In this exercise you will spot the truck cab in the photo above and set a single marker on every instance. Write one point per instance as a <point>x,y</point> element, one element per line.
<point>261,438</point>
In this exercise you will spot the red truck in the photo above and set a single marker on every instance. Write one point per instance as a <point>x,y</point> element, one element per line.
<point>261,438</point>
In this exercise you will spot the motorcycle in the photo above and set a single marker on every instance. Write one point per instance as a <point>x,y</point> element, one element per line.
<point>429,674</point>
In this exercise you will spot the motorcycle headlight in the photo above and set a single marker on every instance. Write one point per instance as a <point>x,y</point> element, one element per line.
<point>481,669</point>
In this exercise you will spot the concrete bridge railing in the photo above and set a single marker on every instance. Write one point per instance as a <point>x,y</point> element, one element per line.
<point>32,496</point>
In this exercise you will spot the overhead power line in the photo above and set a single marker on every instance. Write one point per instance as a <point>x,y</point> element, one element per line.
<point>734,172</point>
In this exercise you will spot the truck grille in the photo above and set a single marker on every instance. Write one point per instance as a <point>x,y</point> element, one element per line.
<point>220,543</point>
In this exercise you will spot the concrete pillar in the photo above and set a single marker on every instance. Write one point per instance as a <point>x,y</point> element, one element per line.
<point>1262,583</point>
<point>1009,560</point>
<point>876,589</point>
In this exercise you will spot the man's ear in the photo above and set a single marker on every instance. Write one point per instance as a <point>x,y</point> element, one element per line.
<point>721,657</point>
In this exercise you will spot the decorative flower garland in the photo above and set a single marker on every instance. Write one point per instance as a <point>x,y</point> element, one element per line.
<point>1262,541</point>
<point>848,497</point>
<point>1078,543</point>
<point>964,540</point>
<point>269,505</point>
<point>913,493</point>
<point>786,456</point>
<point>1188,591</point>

· · ·

From the first line of the records above through the line containing "<point>32,496</point>", write out every line as a numbered list, leaving out blank lines.

* Full solution:
1. In this exercise you will spot the truck cab in the photo above and set a single marker on every instance. Write one point per instance as a <point>x,y</point> element, one element per line.
2. <point>261,438</point>
3. In this exercise you will spot the red truck in the photo above and set a single marker on every instance. Write one point per instance as a <point>x,y</point> element, one element per line.
4. <point>261,438</point>
5. In this exercise you will spot the motorcycle in the photo above and set a single marker on every instance. Write one point per instance as a <point>x,y</point> element, one element per line.
6. <point>429,674</point>
7. In this exercise you will spot the motorcycle headlight in the photo above and set a single marker on every instance. Write one point per instance as a <point>x,y</point> element, one element per line.
8. <point>481,669</point>
9. In this exercise you will spot the concrete bridge railing in the photo above and set a single marker on every instance. Write one point per instance as a <point>x,y</point> element, one element per line.
10. <point>32,496</point>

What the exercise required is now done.